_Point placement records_
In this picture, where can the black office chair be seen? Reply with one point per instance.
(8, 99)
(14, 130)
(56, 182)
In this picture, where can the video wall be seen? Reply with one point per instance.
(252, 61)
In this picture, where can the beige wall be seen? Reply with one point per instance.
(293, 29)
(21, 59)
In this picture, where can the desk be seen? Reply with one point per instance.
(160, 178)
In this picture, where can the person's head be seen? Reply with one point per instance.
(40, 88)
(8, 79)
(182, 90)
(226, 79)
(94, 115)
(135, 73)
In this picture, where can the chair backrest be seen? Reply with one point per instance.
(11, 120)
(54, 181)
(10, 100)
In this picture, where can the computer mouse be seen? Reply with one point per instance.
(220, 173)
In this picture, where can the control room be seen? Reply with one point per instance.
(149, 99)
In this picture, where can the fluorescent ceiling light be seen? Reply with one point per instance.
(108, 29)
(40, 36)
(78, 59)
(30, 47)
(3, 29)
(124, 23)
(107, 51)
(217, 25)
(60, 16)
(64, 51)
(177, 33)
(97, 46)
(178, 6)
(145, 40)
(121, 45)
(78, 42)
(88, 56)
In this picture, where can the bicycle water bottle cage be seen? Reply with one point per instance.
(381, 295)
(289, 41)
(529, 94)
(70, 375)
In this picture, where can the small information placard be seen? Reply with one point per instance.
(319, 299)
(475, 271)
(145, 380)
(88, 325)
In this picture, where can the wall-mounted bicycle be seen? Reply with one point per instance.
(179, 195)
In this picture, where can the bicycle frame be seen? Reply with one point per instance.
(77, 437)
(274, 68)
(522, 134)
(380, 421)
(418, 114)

_WHAT YOU WILL DO_
Edit the records above by changing each "per instance" to "per object" and keeping every other part of the lines the same.

_EXPECTED OUTPUT_
In this picture, where can the black office chair be seen? Reply with one point per object.
(8, 99)
(14, 130)
(56, 182)
In this picture, where can the video wall be seen? Reply with one point per object.
(252, 61)
In this picture, where can the beige wall be seen? Reply with one point per object.
(293, 29)
(21, 59)
In this picture, where can the desk be seen? Reply with one point per object.
(160, 178)
In this picture, where can the person's head be seen? Reply with one point per object.
(40, 88)
(8, 79)
(182, 90)
(226, 79)
(94, 115)
(135, 73)
In this picture, where can the chair backrest be seen? Reply with one point per object.
(11, 120)
(54, 181)
(10, 100)
In this picture, where can the computer mouse be seen? Reply with one point per object.
(220, 173)
In this picture, where can the control room be seen? Reply with one point per object.
(149, 99)
In this picture, where can the fluorescent ceiling light be seen? Reply with one point per object.
(108, 29)
(40, 36)
(78, 59)
(30, 47)
(3, 29)
(124, 23)
(107, 51)
(217, 25)
(60, 16)
(64, 51)
(177, 33)
(97, 46)
(178, 6)
(145, 40)
(121, 45)
(78, 42)
(88, 56)
In this picture, where can the bicycle water bottle cage be seen? Reply with one point per object.
(381, 295)
(289, 41)
(529, 94)
(70, 375)
In this picture, where can the small information placard be seen? Reply with one point per object.
(319, 299)
(475, 271)
(145, 380)
(88, 325)
In this picture, where can the wall-mounted bicycle be seen? Reply with one point per object.
(179, 195)
In this picture, where can the bicycle frame be seen? Reply with one point per object.
(77, 437)
(274, 68)
(522, 134)
(380, 421)
(418, 114)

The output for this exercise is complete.